Word for word, copy out the entries below, but not the pictures in them.

# # # #

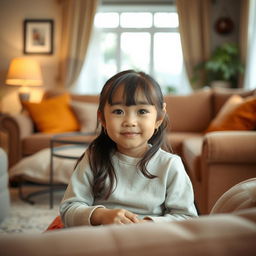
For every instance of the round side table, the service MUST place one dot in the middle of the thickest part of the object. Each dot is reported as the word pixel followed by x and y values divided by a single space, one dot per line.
pixel 68 146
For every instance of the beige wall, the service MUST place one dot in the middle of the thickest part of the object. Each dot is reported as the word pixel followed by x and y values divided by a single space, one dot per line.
pixel 12 15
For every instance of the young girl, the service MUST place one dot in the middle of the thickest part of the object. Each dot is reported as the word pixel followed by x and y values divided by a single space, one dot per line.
pixel 124 176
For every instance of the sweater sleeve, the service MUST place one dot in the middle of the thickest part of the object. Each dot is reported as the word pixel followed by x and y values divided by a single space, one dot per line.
pixel 77 206
pixel 179 201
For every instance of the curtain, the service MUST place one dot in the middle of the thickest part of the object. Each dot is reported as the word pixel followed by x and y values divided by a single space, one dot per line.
pixel 243 36
pixel 250 74
pixel 194 25
pixel 77 23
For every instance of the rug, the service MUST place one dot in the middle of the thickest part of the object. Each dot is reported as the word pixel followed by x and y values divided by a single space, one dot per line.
pixel 25 218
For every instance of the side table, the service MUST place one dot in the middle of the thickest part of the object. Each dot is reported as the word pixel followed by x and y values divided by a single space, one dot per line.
pixel 68 146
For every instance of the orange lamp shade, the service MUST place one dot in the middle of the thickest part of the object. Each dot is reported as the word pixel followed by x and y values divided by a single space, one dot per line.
pixel 24 72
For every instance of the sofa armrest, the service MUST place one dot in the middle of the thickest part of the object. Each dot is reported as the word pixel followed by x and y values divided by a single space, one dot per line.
pixel 16 127
pixel 230 147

# # # #

Solution below:
For every instance of the round side table, the service MUST place one dot in the middle of the thickest part of the object. Each dot is reported as the word pixel followed by x and y values divided by a single space, one dot per line.
pixel 68 146
For every instance of the beige wall, the service MUST place one dot in the middle of the thickest part of the object. Each dot is reported as the word pixel followed by x and y values divided by a single space, one dot per line.
pixel 12 15
For every instance of the young girl, the service MUST place one dot in the middle of the thickest part of the object. Each dot is reported as the word pixel followed by x and y values divided by a single space, one dot per line.
pixel 124 176
For every instance of the sweater sleeve, the service MUST place one dot in the middle of the thickest part of the object. Each dot is reported as the word pixel followed by x and y values divided by a single space, one dot per line.
pixel 77 206
pixel 179 201
For every instance of the curtain, the service MUST place one dot in the middle of the thickest part of the object. Each dot is reported as the word pixel followed by x and y values divided by a single space, one dot per line.
pixel 243 36
pixel 250 74
pixel 194 25
pixel 77 23
For every instance of the rug, the service MUST place one dot in the middle of the thickest part of the object. Each dot is reported as the word pixel followed by x and y values divided by a single space, one dot per line.
pixel 25 218
For every instance of the side table, the service MUST place one dot in the middle of the thickest part of the object. Each dot is reported as the word pixel followed by x and y values divided by a single space, one dot per line.
pixel 68 146
For every instance of the orange lamp shade, the service MUST place one dot in the middle of the thickest part of the object. Each dot is reported as the word pixel followed by x and y values divided by a single space, one dot per line.
pixel 24 72
For every instance of the sofa armrest, the service MUST place one dot in the middle of the thickest part of the object. Each dot is reported as the word pixel followed by x and y values divided by a single space, one dot per line.
pixel 16 127
pixel 230 147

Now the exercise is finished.